(Stored items)
-=-=-
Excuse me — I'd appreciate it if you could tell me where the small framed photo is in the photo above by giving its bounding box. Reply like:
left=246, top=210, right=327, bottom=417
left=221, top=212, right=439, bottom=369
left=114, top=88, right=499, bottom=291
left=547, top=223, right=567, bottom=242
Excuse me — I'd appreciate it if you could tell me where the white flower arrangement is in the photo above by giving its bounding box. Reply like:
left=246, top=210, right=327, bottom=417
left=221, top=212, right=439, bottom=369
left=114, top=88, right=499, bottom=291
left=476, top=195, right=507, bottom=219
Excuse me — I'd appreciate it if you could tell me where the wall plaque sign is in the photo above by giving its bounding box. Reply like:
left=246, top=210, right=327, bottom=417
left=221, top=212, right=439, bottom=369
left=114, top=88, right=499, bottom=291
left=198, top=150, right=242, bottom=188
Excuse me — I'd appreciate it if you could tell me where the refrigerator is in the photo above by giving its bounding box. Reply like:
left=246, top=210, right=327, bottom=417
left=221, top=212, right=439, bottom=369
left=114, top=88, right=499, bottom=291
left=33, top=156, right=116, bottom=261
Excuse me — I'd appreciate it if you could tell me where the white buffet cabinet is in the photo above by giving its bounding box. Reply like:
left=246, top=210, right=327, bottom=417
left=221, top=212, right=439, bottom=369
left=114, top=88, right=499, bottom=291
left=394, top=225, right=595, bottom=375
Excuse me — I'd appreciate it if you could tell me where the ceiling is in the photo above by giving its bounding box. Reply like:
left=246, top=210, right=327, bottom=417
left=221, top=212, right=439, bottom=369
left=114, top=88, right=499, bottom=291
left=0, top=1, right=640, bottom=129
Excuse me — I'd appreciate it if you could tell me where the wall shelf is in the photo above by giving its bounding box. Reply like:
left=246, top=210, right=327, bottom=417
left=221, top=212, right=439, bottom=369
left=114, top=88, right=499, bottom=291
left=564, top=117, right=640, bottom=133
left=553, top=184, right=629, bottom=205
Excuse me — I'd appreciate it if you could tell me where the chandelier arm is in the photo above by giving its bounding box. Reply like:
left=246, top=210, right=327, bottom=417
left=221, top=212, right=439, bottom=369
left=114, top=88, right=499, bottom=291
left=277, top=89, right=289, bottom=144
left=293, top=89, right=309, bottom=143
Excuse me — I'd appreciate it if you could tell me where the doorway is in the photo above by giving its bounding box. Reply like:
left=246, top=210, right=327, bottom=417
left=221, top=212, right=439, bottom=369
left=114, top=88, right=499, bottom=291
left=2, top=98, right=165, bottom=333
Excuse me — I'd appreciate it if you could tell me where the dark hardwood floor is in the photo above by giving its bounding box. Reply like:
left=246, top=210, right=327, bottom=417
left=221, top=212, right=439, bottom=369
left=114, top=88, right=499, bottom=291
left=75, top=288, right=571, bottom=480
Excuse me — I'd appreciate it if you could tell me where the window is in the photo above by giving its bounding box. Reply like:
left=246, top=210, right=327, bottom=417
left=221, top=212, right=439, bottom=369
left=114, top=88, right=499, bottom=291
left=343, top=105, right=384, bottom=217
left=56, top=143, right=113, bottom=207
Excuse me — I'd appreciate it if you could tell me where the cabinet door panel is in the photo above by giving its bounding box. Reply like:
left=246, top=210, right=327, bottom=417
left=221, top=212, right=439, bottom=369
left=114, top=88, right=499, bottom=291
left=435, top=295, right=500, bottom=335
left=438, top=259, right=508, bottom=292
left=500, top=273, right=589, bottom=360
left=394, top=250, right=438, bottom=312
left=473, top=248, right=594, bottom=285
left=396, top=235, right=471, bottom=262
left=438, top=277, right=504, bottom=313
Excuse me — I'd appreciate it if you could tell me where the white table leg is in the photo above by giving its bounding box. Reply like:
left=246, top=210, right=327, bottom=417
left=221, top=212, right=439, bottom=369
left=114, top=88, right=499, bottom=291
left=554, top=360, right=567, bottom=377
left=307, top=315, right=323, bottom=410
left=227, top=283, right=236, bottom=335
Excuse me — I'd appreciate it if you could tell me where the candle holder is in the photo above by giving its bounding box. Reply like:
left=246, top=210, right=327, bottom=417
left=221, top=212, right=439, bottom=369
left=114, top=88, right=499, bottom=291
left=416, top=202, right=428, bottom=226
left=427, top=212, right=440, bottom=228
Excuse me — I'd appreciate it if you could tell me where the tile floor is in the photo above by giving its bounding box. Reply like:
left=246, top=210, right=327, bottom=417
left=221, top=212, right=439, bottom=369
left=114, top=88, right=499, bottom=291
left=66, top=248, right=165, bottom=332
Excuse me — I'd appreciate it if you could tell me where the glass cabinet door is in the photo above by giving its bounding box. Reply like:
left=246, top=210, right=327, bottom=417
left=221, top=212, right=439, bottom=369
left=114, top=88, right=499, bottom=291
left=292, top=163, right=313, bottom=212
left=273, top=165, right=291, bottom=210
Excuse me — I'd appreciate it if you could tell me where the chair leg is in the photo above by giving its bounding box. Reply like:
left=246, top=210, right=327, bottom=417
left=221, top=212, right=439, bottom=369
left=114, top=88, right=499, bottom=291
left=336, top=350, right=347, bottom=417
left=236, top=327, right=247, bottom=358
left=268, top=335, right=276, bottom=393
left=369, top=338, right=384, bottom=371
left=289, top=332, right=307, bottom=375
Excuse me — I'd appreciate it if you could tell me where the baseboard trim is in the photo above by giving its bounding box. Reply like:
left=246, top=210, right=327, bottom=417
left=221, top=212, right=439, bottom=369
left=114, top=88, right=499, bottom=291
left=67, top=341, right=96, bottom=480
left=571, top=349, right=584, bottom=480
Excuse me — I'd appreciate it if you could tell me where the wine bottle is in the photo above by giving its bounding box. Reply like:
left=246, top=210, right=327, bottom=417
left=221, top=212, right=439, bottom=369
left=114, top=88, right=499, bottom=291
-=-=-
# [INSTRUCTIONS TO FOLLOW]
Extract every line from the rows above that contains the string "wall". Case counts.

# [SOLUTION FOR THIS TASK]
Excuse me — I'd appreciate it if you could tell me where the wall plaque sign is in the photo above by giving its bounding box. Reply like:
Excuse me — I'd appreciate it if you could tell me where the wall shelf is in the photo above by giving its bounding box. Reply like:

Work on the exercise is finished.